● EXERCISE GOAL
Output all entries verbatim, dropping pictures.

►

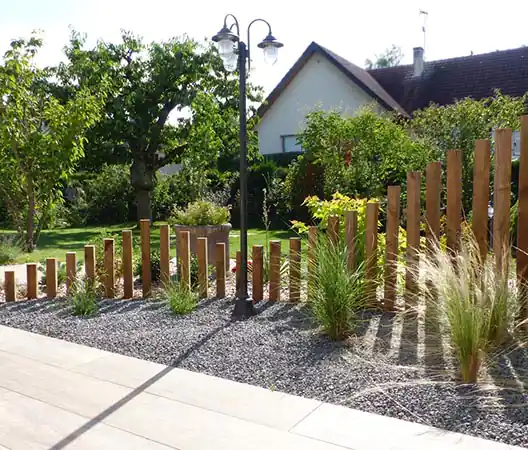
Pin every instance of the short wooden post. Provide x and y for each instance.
(371, 251)
(203, 267)
(164, 253)
(502, 192)
(220, 269)
(31, 275)
(258, 273)
(71, 271)
(481, 173)
(392, 244)
(274, 271)
(89, 263)
(109, 281)
(522, 223)
(146, 271)
(185, 259)
(51, 277)
(10, 285)
(351, 238)
(238, 271)
(128, 275)
(454, 199)
(433, 180)
(333, 229)
(413, 235)
(295, 269)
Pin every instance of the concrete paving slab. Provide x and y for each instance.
(275, 409)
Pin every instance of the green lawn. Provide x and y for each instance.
(55, 243)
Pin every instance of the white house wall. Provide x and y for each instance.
(318, 83)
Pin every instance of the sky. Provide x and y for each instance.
(353, 29)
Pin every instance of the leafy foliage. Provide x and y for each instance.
(201, 213)
(42, 138)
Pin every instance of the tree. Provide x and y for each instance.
(41, 138)
(389, 58)
(148, 83)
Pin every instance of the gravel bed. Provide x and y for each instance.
(380, 370)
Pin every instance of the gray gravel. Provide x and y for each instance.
(280, 349)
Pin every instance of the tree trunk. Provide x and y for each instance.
(143, 178)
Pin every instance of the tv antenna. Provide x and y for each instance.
(424, 14)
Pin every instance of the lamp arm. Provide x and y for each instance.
(249, 46)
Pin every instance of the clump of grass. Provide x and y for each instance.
(180, 299)
(473, 300)
(83, 297)
(336, 293)
(10, 250)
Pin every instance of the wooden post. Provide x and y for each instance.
(351, 236)
(128, 275)
(258, 273)
(392, 245)
(146, 271)
(109, 281)
(51, 277)
(522, 222)
(502, 192)
(185, 259)
(89, 263)
(371, 251)
(31, 275)
(220, 269)
(454, 199)
(238, 271)
(413, 235)
(165, 253)
(71, 271)
(295, 269)
(203, 267)
(433, 177)
(481, 174)
(333, 229)
(274, 270)
(10, 285)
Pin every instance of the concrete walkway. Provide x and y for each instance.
(54, 395)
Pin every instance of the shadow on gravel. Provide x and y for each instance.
(63, 443)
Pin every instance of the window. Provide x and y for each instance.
(289, 143)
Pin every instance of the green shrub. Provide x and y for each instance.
(201, 213)
(180, 299)
(336, 294)
(473, 300)
(83, 297)
(9, 250)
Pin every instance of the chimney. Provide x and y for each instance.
(418, 61)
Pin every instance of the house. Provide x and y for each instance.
(321, 78)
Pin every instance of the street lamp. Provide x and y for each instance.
(235, 53)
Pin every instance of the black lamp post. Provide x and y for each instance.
(235, 54)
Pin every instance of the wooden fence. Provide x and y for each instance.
(430, 217)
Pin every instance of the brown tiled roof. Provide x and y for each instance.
(442, 81)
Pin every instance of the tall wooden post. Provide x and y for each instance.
(203, 267)
(502, 192)
(413, 236)
(71, 271)
(109, 281)
(454, 199)
(220, 269)
(391, 255)
(274, 271)
(146, 271)
(128, 275)
(164, 253)
(258, 273)
(51, 277)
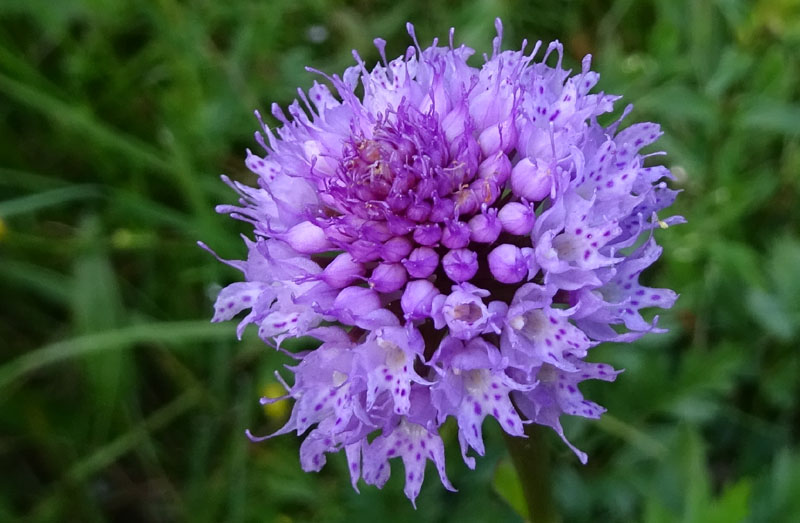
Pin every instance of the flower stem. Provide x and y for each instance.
(532, 462)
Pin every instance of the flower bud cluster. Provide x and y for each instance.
(457, 239)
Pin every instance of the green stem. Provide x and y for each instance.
(532, 462)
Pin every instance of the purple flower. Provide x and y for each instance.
(485, 207)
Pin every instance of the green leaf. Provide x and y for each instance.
(506, 483)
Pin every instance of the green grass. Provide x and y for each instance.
(118, 402)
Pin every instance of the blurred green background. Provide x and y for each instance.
(120, 402)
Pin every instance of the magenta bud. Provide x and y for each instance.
(352, 302)
(306, 238)
(531, 181)
(454, 122)
(498, 138)
(399, 225)
(496, 168)
(375, 231)
(418, 211)
(398, 201)
(507, 264)
(342, 271)
(395, 249)
(421, 262)
(455, 234)
(388, 277)
(529, 254)
(460, 264)
(517, 218)
(364, 250)
(466, 202)
(443, 208)
(417, 299)
(428, 234)
(485, 227)
(485, 190)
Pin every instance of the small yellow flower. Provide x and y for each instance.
(279, 409)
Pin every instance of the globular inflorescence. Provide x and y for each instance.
(457, 239)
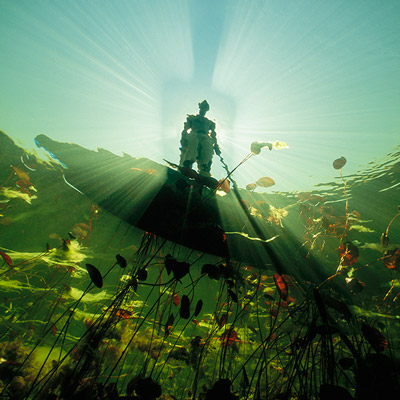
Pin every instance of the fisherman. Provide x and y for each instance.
(199, 141)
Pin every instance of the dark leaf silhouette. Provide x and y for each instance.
(212, 271)
(333, 392)
(142, 274)
(145, 388)
(121, 261)
(281, 286)
(232, 295)
(95, 275)
(348, 254)
(374, 337)
(346, 362)
(184, 312)
(179, 269)
(198, 308)
(391, 259)
(168, 324)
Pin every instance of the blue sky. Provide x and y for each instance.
(323, 76)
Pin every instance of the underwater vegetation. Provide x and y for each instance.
(93, 307)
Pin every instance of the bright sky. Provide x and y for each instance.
(321, 75)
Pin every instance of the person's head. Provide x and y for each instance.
(203, 107)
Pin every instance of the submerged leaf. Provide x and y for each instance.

◄

● RESPONSE TO THE TASK
Pin every instance of the short wooden post. Provide x and y for each instance.
(371, 251)
(203, 267)
(164, 253)
(502, 192)
(220, 269)
(31, 275)
(258, 273)
(71, 271)
(481, 173)
(392, 244)
(274, 271)
(89, 263)
(109, 281)
(522, 223)
(146, 271)
(185, 259)
(51, 277)
(10, 285)
(351, 238)
(238, 271)
(128, 275)
(454, 199)
(433, 180)
(333, 229)
(413, 235)
(295, 269)
Pin every instance of the concrete paving slab. Provide x and y for each instance.
(275, 409)
Pin every instance of the green lawn. Provide x and y for each instance.
(55, 243)
Pin every instance of the white house wall. Provide x and y for each instance.
(318, 83)
Pin every instance of the sky. Provide x and y for each instance.
(353, 29)
Pin every instance of the leafy foliage. Provide x and y for each instance.
(201, 213)
(42, 138)
Pin every instance of the tree. Provide x and y for each instance.
(41, 138)
(389, 58)
(148, 83)
Pin every instance of the gravel bed. Provide x and y for each instance.
(380, 370)
Pin every instance of the gray gravel. Provide x and y for each instance.
(280, 349)
Pin every instance of the tree trunk. Provide x and y for each instance.
(143, 178)
Pin every instance of the tv antenna. Provide x and y for each instance.
(424, 14)
Pin every instance of the lamp arm. Provide x and y for each instance.
(249, 46)
Pin every instance of the clump of grass. Provide x and y for each instance.
(180, 299)
(473, 300)
(83, 297)
(336, 293)
(10, 250)
Pin every instance of the wooden post. Provide x and y for each instance.
(351, 236)
(128, 275)
(258, 273)
(392, 245)
(146, 271)
(109, 281)
(51, 277)
(522, 222)
(502, 192)
(185, 259)
(89, 263)
(371, 251)
(31, 275)
(220, 269)
(454, 199)
(238, 271)
(413, 235)
(165, 253)
(71, 271)
(295, 269)
(203, 267)
(433, 177)
(481, 174)
(333, 229)
(274, 270)
(10, 285)
Pin every instance of the concrete walkway. Provide x and y for each instance.
(54, 395)
Pin every instance of the shadow on gravel. Provide x and y for each instance.
(63, 443)
Pin every instance of the window. Provide x and y for each instance.
(289, 143)
Pin every instance of the green shrub. Provide x and y for each instance.
(201, 213)
(180, 299)
(336, 294)
(473, 300)
(83, 297)
(9, 250)
Pin every instance of the chimney. Provide x and y for each instance.
(418, 61)
Pin every instance of the house. Provide x and y for each instance.
(321, 78)
Pin every instance of the street lamp. Provide x and y for each instance.
(235, 53)
Pin every instance of the black lamp post. Provide x and y for each instance.
(235, 54)
Pin every instance of the wooden fence. Provide x and y for each instance.
(430, 217)
Pin every instance of the brown tiled roof. Provide x and y for each instance.
(442, 81)
Pin every instance of the tall wooden post. Provide x and y for each instance.
(203, 267)
(502, 192)
(413, 236)
(71, 271)
(109, 281)
(454, 199)
(220, 269)
(391, 255)
(274, 271)
(146, 271)
(128, 275)
(164, 253)
(258, 273)
(51, 277)
Pin every instance of the flower stem. Provide x and y for each instance.
(532, 462)
Pin every instance of the flower bud cluster. Provide x and y for each instance.
(457, 239)
Pin every instance of the green stem. Provide x and y for each instance.
(532, 462)
Pin every instance of the purple flower. Provide x and y for each instance.
(485, 207)
Pin every instance of the green leaf. Provide x and y for each instance.
(506, 483)
Pin every instance of the green grass. Provide x and y for each instance.
(118, 402)
Pin every instance of the blurred green background. Provide x and y for each instance.
(120, 402)
Pin every instance of the magenta bud. Provide x and y for each instance.
(352, 302)
(306, 238)
(531, 181)
(454, 122)
(498, 138)
(399, 225)
(496, 168)
(375, 231)
(418, 211)
(398, 201)
(507, 264)
(342, 271)
(395, 249)
(421, 262)
(455, 234)
(388, 277)
(529, 254)
(460, 264)
(517, 218)
(364, 250)
(466, 202)
(443, 208)
(417, 299)
(428, 234)
(485, 227)
(485, 190)
Pin every instance of the small yellow flower. Provide x and y for each instance.
(279, 409)
Pin every instance of the globular inflorescence. Provide x and y for each instance.
(457, 239)
Pin every instance of the fisherman. Provide x and y for each instance.
(199, 141)
Pin every instance of the dark leaf silhouette. Provide x and y for each instance.
(212, 271)
(333, 392)
(142, 274)
(145, 388)
(121, 261)
(281, 286)
(232, 295)
(95, 275)
(348, 254)
(374, 337)
(346, 362)
(184, 312)
(179, 269)
(198, 308)
(391, 259)
(168, 324)
Pin every instance of the blue sky. Provide x and y for each instance.
(323, 76)
Pin every instance of the underwater vegetation. Provide x and y for each instance.
(93, 307)
Pin every instance of the bright sky. Provide x and y for each instance.
(321, 75)
Pin every instance of the person's head. Provide x and y for each instance.
(203, 107)
Pin every instance of the submerged leaf. Provide x and y for each instance.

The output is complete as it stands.